---------- Exercise data

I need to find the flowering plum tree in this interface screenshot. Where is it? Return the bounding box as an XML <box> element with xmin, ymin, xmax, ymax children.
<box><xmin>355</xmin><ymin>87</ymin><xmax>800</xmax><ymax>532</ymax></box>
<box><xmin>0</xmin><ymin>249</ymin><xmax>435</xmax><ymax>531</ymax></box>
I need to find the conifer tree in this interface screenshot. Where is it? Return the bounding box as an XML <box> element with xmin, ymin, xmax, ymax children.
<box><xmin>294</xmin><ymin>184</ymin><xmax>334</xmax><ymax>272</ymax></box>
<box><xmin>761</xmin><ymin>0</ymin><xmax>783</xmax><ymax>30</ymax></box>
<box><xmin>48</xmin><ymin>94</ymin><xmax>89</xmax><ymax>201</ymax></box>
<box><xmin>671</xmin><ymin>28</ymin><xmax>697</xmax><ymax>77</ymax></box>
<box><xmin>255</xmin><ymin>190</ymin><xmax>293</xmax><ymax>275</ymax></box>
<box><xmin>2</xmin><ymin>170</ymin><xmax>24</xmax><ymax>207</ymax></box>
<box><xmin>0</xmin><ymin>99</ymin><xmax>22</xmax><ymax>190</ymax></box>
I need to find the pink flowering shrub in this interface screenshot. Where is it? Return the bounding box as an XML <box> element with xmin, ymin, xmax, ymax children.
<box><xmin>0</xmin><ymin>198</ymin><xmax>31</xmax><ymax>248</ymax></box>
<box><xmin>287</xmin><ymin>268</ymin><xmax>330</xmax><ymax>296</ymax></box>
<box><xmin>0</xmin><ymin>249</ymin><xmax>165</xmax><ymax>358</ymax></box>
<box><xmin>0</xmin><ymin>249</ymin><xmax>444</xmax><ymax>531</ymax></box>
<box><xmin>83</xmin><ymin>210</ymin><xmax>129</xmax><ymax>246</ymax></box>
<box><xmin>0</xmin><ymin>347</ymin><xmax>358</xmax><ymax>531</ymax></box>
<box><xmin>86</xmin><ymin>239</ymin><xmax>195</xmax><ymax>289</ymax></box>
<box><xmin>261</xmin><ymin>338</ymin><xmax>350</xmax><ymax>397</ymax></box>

--------------------

> [Your goal]:
Repeat all the records. Match each line exactly.

> [Result for this task]:
I need to find the flowering plum tree in this interface screenshot. Where is it? Return the bounding box as an XML <box> element with xmin, ymin, xmax, ymax children.
<box><xmin>355</xmin><ymin>87</ymin><xmax>800</xmax><ymax>532</ymax></box>
<box><xmin>0</xmin><ymin>249</ymin><xmax>435</xmax><ymax>531</ymax></box>
I need to find the conifer tree in this interface screenshot. Where is it? Return the bounding box as an XML <box> element with xmin, ymin, xmax, ymax children.
<box><xmin>294</xmin><ymin>184</ymin><xmax>334</xmax><ymax>272</ymax></box>
<box><xmin>761</xmin><ymin>0</ymin><xmax>783</xmax><ymax>30</ymax></box>
<box><xmin>48</xmin><ymin>94</ymin><xmax>89</xmax><ymax>201</ymax></box>
<box><xmin>671</xmin><ymin>28</ymin><xmax>697</xmax><ymax>77</ymax></box>
<box><xmin>255</xmin><ymin>190</ymin><xmax>293</xmax><ymax>275</ymax></box>
<box><xmin>2</xmin><ymin>170</ymin><xmax>24</xmax><ymax>207</ymax></box>
<box><xmin>0</xmin><ymin>99</ymin><xmax>22</xmax><ymax>190</ymax></box>
I need to find the pink flowering shrub in this interface screenshot. Where is it? Return the bounding box as an XML <box> element with xmin, ymin, xmax, ymax children.
<box><xmin>0</xmin><ymin>198</ymin><xmax>31</xmax><ymax>248</ymax></box>
<box><xmin>287</xmin><ymin>268</ymin><xmax>330</xmax><ymax>296</ymax></box>
<box><xmin>0</xmin><ymin>249</ymin><xmax>165</xmax><ymax>358</ymax></box>
<box><xmin>0</xmin><ymin>249</ymin><xmax>444</xmax><ymax>531</ymax></box>
<box><xmin>83</xmin><ymin>210</ymin><xmax>129</xmax><ymax>246</ymax></box>
<box><xmin>0</xmin><ymin>347</ymin><xmax>358</xmax><ymax>531</ymax></box>
<box><xmin>86</xmin><ymin>239</ymin><xmax>195</xmax><ymax>289</ymax></box>
<box><xmin>261</xmin><ymin>338</ymin><xmax>350</xmax><ymax>397</ymax></box>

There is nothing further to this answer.